* **What to produce**: Copy all of the records below word for word, leaving the pictures out of your copy.

•••

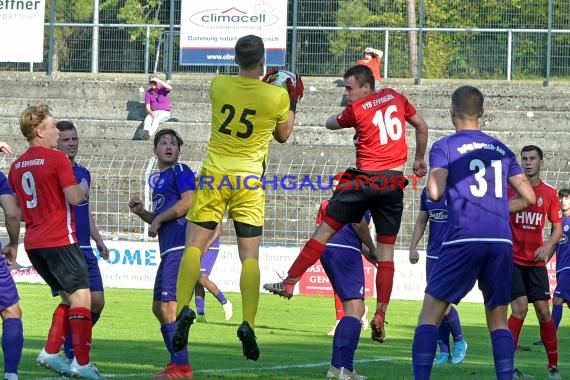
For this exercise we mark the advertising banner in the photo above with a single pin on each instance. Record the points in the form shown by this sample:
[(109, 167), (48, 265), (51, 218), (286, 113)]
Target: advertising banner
[(22, 30), (209, 31), (134, 265)]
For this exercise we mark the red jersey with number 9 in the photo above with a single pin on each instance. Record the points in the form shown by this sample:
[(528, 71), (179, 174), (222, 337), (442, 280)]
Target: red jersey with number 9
[(38, 178), (380, 123)]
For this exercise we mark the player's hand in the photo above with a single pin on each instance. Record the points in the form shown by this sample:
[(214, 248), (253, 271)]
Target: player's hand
[(10, 253), (420, 167), (154, 227), (414, 255), (103, 250), (5, 148), (84, 186), (135, 204)]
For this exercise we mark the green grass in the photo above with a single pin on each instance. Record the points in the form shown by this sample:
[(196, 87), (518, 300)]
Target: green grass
[(127, 343)]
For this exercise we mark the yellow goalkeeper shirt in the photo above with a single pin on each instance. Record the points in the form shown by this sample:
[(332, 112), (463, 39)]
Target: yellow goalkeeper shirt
[(245, 112)]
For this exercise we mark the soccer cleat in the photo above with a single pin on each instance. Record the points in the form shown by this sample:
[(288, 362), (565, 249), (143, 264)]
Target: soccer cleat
[(87, 371), (183, 323), (364, 319), (518, 374), (228, 310), (284, 288), (377, 329), (159, 375), (248, 341), (173, 371), (554, 373), (459, 351), (53, 362), (442, 358)]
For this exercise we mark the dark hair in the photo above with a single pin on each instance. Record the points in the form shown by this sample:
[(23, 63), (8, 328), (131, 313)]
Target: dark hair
[(249, 51), (65, 125), (468, 102), (362, 74), (530, 148), (164, 132)]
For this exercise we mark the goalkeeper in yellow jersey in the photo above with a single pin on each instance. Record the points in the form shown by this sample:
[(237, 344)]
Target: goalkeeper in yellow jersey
[(246, 114)]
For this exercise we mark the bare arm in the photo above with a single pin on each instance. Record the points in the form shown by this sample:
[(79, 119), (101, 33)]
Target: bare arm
[(283, 130), (96, 236), (12, 223), (437, 181), (417, 233), (177, 210), (526, 194), (421, 127)]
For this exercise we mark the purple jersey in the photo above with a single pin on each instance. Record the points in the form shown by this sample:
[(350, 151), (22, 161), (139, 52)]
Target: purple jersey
[(437, 217), (563, 247), (81, 211), (168, 190), (478, 170)]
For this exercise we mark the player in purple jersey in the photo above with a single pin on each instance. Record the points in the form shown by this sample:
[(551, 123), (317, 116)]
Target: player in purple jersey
[(206, 265), (85, 228), (436, 214), (12, 331), (342, 261), (171, 197), (562, 250), (472, 170)]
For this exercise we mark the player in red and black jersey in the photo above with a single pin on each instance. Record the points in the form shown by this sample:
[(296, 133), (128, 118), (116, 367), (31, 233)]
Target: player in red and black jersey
[(379, 119), (45, 187), (531, 253)]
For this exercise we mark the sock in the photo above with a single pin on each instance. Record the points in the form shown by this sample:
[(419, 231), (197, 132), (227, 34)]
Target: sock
[(384, 281), (81, 328), (443, 336), (454, 324), (94, 317), (310, 253), (423, 351), (515, 325), (12, 344), (221, 298), (58, 330), (345, 342), (548, 337), (188, 277), (249, 286), (503, 353), (68, 343), (180, 357), (200, 305), (557, 315), (339, 309)]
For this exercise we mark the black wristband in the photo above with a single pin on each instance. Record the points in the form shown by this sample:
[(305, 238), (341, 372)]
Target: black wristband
[(293, 106)]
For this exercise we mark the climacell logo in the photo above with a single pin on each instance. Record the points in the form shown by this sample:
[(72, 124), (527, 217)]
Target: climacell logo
[(234, 16)]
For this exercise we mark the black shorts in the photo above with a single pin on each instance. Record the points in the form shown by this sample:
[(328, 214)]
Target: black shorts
[(62, 268), (380, 192), (531, 282)]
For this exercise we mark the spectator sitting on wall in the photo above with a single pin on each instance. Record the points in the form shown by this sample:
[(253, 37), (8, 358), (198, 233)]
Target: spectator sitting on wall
[(157, 105)]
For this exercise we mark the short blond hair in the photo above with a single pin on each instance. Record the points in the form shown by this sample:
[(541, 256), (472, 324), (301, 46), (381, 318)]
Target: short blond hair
[(31, 117)]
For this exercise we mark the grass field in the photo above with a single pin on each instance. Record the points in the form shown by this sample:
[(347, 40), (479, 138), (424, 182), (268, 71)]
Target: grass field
[(127, 343)]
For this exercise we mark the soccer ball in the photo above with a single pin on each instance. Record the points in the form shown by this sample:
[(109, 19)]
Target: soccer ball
[(280, 79)]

•••

* **Solution below**:
For this exercise we mark the advertising banner in the photo above with a single pin on each instance. Record the points in the form shown by this sample:
[(109, 167), (48, 265), (51, 218), (286, 113)]
Target: advertising banner
[(22, 30), (209, 31), (134, 265)]
For this exercise we mark the red jersey with number 9 in the photo above with a single pin on each instance. Record the points in the form shown by this sample:
[(528, 71), (179, 174), (222, 337), (442, 280)]
Target: red jersey with number 9
[(38, 178), (380, 123)]
For this exercise we mark the player's hand in the photo above with a single pin on each instance. Record the points in the form shown by this sample:
[(214, 248), (253, 271)]
Target: player's hand
[(10, 253), (420, 167), (154, 227), (414, 255), (103, 250), (5, 148), (84, 186), (135, 204)]
For this exercise we mark the green grass in the photo above with a single pin on each instance. Record the points in the form shown by this sample:
[(196, 87), (518, 300)]
Target: green grass
[(127, 343)]
For this exercise we mark the yellow goalkeeper shirt in the photo above with a single pin on each instance. Record the points in the form shown by this sample:
[(332, 112), (463, 39)]
Target: yellow goalkeeper shirt
[(245, 112)]
For this exercise we mark the soccer cleat in the photo above with a single pin on each instance. Record the points in the form shown by this sample:
[(288, 362), (565, 249), (143, 264)]
Target: soccer cleat
[(87, 371), (183, 323), (364, 319), (518, 374), (228, 310), (284, 288), (377, 329), (159, 375), (248, 341), (173, 371), (554, 373), (459, 351), (53, 362), (442, 358)]
For this exercise we mark the dark hair in the photo above with a single pin on each instance. Record the points in the form shown by this sample:
[(23, 63), (8, 328), (131, 313)]
Target: dark hair
[(249, 51), (65, 125), (468, 102), (362, 74), (530, 148), (164, 132)]
For this exercise we mark the goalkeeper in yellow jersey in the photo above with a single pin on each instance. Record the points in the form shown by this sample:
[(237, 344)]
Target: goalkeeper in yellow jersey
[(246, 114)]
For this exercise we mark the bare arm in the photo above with a single pin on each instance. Record the points in the form shown by this sample:
[(79, 119), (101, 33)]
Target: bare arm
[(283, 130), (96, 236), (12, 223), (437, 181), (417, 233), (177, 210), (526, 194), (421, 127)]
For this exercise we mark the purple jersey in the photo above with a single pin on each instance. Record the points in the form shown by this sample:
[(350, 151), (22, 161), (139, 52)]
Target: purple jersey
[(437, 217), (563, 247), (81, 211), (168, 190), (478, 170)]
For this exercise we mark the player in purple jersey in the photo above with a single pin on each instance. Record the points in the form shown by this sample:
[(551, 123), (317, 116)]
Target: player in purple jersey
[(206, 265), (85, 228), (436, 214), (12, 331), (342, 261), (171, 197), (562, 250), (472, 170)]
For this exercise we mark the player in red and black jersey in the photo above with a single pin on each instance. Record the points in the form shown by this sample:
[(296, 133), (128, 118), (116, 367), (31, 233)]
Target: player in red and black jersey
[(379, 119), (45, 187), (531, 253)]
For this exercise we mark the sock in the photo above with a single pin on each instance. Record the points in the form shown by this sample:
[(419, 231), (197, 132), (227, 34)]
Target: sock
[(384, 281), (81, 328), (443, 336), (454, 324), (94, 317), (310, 253), (423, 351), (515, 325), (12, 344), (221, 298), (58, 330), (345, 342), (548, 337), (188, 277), (249, 286), (503, 353), (68, 343), (180, 357), (200, 305), (557, 315), (339, 309)]
For this exercise we mark the black wristband in the photo above with a single pin on each instance. Record the points in the form shown by this sample:
[(305, 238), (341, 372)]
Target: black wristband
[(293, 106)]
For this exercise we mark the climacell logo in the photo above with a single pin on each instance. Record the points in the form shown by this sample:
[(72, 124), (527, 217)]
Target: climacell logo
[(234, 16)]
For this exercise we mark the black shorts in the photo above with a single pin on each instance. Record the points in the form shown by this sample:
[(328, 214)]
Target: black shorts
[(62, 268), (380, 192), (531, 282)]
For this exercise we mark the spectator sitting on wall in the photo above with a single pin on each instance. Record the points in the form shown by this sample:
[(253, 37), (8, 358), (198, 233)]
Target: spectator sitting on wall
[(157, 105)]
For this exercise we mark the short blond hair in the photo above with a single pin on each instance. Record the points in the form shown by this sample:
[(541, 256), (472, 324), (301, 46), (381, 318)]
Target: short blond hair
[(31, 117)]
For this exercise we mark the grass field in the photo above with a single pin on each instance. Record the points in the form shown by this sample:
[(347, 40), (479, 138), (424, 182), (268, 71)]
Target: grass field
[(127, 343)]
For this exercise we mark the soccer ball in the photo above with a single pin on each instance. Record the points in the form shown by this sample:
[(109, 19)]
Target: soccer ball
[(280, 79)]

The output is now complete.